DOCUMENTTEKST —
Sommige mensen zweren erbij: powernaps. Even een kwartiertje plat, om vervolgens met nieuwe energie weer door te kunnen. Maar, zo blijkt uit nieuw onderzoek, de stormbandpinguïn heeft het superslaapje pas echt tot kunst verheven.
De onderzoekers stelden vast dat deze Zuidpoolbewoner tijdens de nestperiode continu dutjes doet van zo’n vier seconden. Deze opmerkelijke slaapstrategie zou ervoor moeten zorgen dat het ouderlijk pinguïnpaar nagenoeg onophoudelijk kan waken over hun kwetsbare eieren en kuikens. Al met al komen de dieren zo uit op een totaal van zo’n elf uur slaap er dag.
Alle dieren slapen anders
De onderzoeksresultaten, die werden gepubliceerd in het wetenschappelijke vakblad Science, zijn de recentste in een reeks nieuwe inzichten die grote verschillen in slaapgewoonten laten zien in het dierenrijk.

GEGEVENS —
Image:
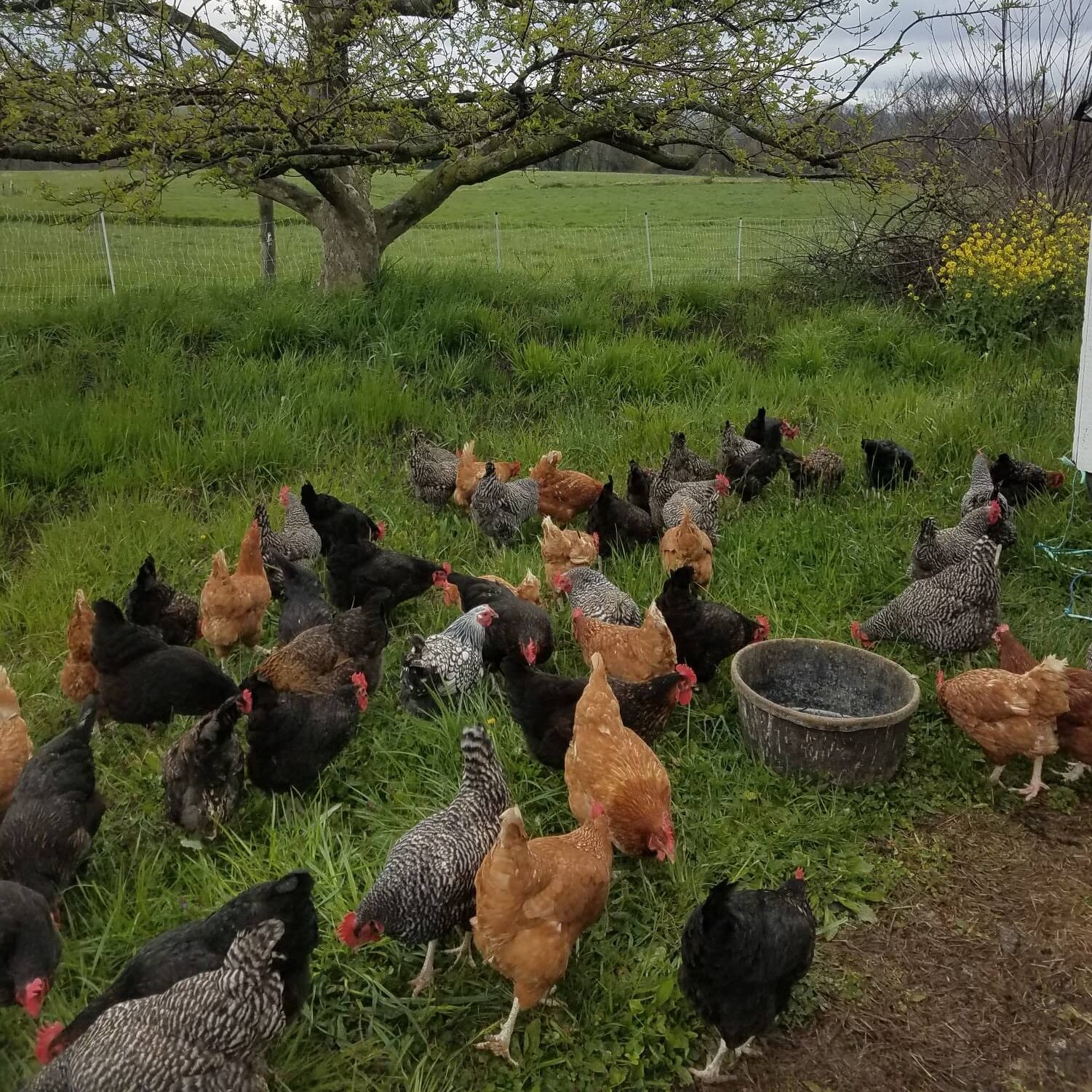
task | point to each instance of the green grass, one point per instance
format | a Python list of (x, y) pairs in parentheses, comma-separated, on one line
[(155, 423)]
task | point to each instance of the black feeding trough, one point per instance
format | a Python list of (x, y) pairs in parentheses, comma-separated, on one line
[(821, 709)]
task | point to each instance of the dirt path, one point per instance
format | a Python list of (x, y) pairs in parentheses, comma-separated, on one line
[(981, 982)]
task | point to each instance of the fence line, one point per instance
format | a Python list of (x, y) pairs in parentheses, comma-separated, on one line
[(48, 259)]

OPDRACHT 1 — Maak de alinea die begint met "Sommige mensen zweren erbij" uit de tekst over de slaap van pinguïns korter, zonder de belangrijkste feiten weg te laten.
OPDRACHT 2 — Ga verder met de tekst over de slaap van pinguïns, te beginnen na de laatste zin.

UITKOMST 1 — Sommige mensen zweren bij een powernap: een kwartiertje liggen om daarna met nieuwe energie verder te gaan. Volgens nieuw onderzoek heeft de stormbandpinguïn dit korte slaapje echter pas echt tot kunst verheven.

UITKOMST 2 —
Zo werd in april van dit jaar ontdekt dat zeeolifanten minidutjes doen terwijl ze onder de golven duiken. Van tuimelaars weten we dat steeds één hersenhelft tegelijk in slaap is, zodat de andere helft wakker en dus alert blijft; hetzelfde geldt voor fregatvogels. ‘We weten nog niet waarom sommige dieren, zoals de olifant, aan twee uur slaap genoeg hebben en andere, zoals grote katachtigen, wel zestien uur nodig hebben,’ vertelt Paul-Antoine Libourel uit, een van de hoofdonderzoekers van de studie.
Permanent getoeter en de geur van pinguïnpoep
Slaap vatten in een kolonie broedende kinbandpinguïns is nog niet zo eenvoudig. Duizenden toeterende vogels zorgen gezamenlijk voor een kabaal van jewelste, om over de ranzige geur van rottende vis en pinguïnuitwerpselen nog maar niet te spreken. ‘Kotsmisselijk werd ik ervan,’ aldus Won Young Lee, coauteur van de slaapstudie en onderzoeker aan het Korea Polar Research Institute.
Net als andere pinguïnsoorten bewaken aanstaande en kersverse kinbandouders om beurten het nest. Terwijl de een de kuikens beschermt, foerageert de ander op zee. Twee maanden lang, non-stop.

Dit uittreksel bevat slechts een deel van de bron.